From aerospace designs to material science to biomedical studies, today's practice in engineering and physical sciences has made increasing use of computer simulations. How to design the computer simulations, analyze the computer output data, as well as to enhance the accuracy of the computer models are fundamental challenges in computer simulations. This project will focus on the development of a statistical framework for computer experiments, with the goal of developing both theoretical and methodological tools that cover the typical computer simulation pipeline from data collection to modeling and analysis to verification and validation. Specifically, the team plans to establish a new uncertainty quantification theory and foster novel methodologies for data mining, interpretation and decision making. The project will provide accurate, efficient and robust approaches that would make an impact on contemporary computer simulation practice. A graduate student will work on both the theoretical derivations and numerical verification for the project.

* [DATA]:
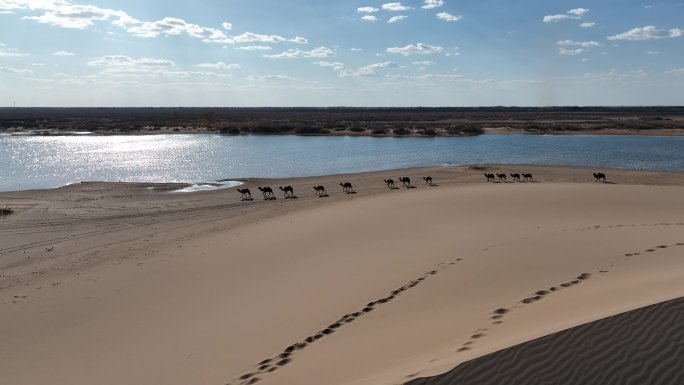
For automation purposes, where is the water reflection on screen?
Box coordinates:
* * *
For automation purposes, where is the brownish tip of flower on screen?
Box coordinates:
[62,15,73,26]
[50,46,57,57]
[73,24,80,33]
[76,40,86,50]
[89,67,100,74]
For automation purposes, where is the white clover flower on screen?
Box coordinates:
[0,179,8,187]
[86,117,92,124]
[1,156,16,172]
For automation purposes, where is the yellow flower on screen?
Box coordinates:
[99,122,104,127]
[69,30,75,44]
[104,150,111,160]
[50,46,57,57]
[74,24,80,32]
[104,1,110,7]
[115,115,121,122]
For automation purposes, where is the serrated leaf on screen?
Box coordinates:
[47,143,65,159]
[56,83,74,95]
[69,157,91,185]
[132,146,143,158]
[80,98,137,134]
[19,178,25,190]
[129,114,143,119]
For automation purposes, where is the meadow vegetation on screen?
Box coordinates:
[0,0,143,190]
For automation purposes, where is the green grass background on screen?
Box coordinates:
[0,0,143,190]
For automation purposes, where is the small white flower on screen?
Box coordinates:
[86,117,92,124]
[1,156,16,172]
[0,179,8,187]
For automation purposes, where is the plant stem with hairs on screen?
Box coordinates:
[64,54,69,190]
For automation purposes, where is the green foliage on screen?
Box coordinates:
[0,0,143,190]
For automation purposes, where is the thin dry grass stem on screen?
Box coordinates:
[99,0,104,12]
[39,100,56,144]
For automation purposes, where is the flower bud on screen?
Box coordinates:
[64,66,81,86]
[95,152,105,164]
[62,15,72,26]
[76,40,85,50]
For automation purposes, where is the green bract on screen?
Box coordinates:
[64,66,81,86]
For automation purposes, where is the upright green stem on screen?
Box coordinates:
* * *
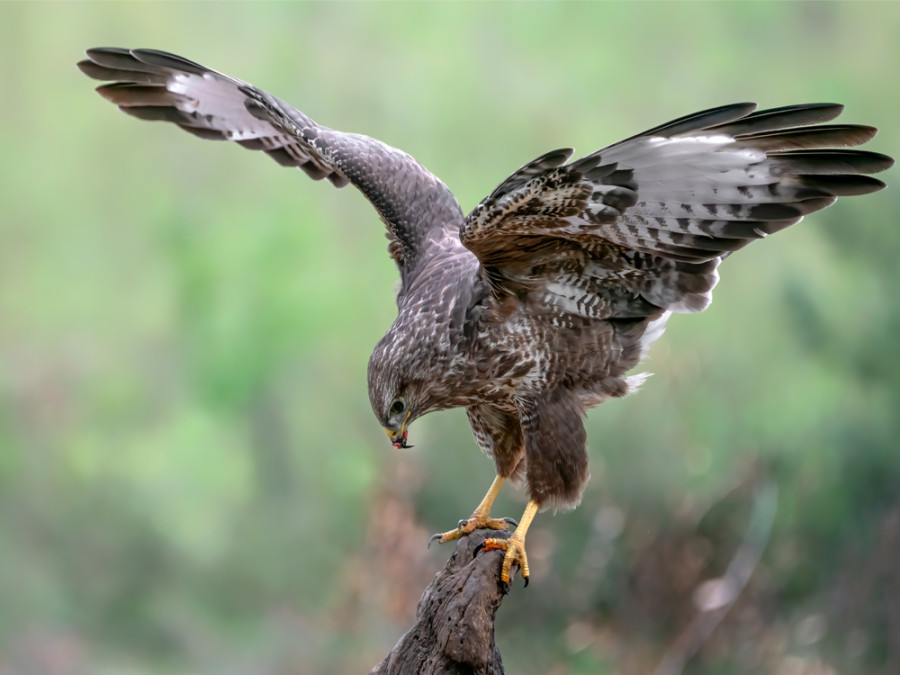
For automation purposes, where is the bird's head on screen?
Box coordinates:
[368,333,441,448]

* [QUESTIONS ON THE MATERIAL]:
• A. In the computer simulation project summary, what goal does the team give for building a statistical framework for computer experiments? Explain in one to three sentences.
• B. Carry on with the computer simulation project summary, starting right after its last sentence.

* [ANSWERS FOR THE TASKS]:
• A. The team is building the framework to develop both theoretical and methodological tools. These tools would cover the typical computer simulation pipeline, from data collection to modeling and analysis to verification and validation.

• B.
The project has three major objectives: (i) establish a statistically and computationally efficient uncertainty quantification framework for Gaussian process regression, (ii) propose a general experimental design scheme for multi-fidelity computer experiments, (iii) study the statistical properties and suggest efficient algorithms for novel calibration methods for computer models. The proposed work should lead to methodological development of a generic nature in the design, uncertainty quantification and calibration in computer experiments. The improved uniform error bounds can potentially lead to the use of fewer experimental runs for the same precision. Their significance can go beyond computer experiments such as in spatial statistics, which heavily uses kriging method. The optimal designs for nonstationary Gaussian Process models can help stimulate further development of experimental design theory in more complex situations. Standard approaches in experimental design do not pay much attention to the nonstationary situations. The proposed algorithm can substantially enhance the value of the projected kernel calibration (PKC) method. Although PKC is known to be theoretically superior, there is no known algorithm that can effectively calculate the PKC estimates. Because calibration is used to bridge the gap between computer simulations and physical experiments, this work can be potentially significant. Theoretical and technical advances made in this project can help facilitate further interactions between statistics, applied mathematics and probability theory, through journal publications, student exchange visits and presentations in interdisciplinary conferences, etc.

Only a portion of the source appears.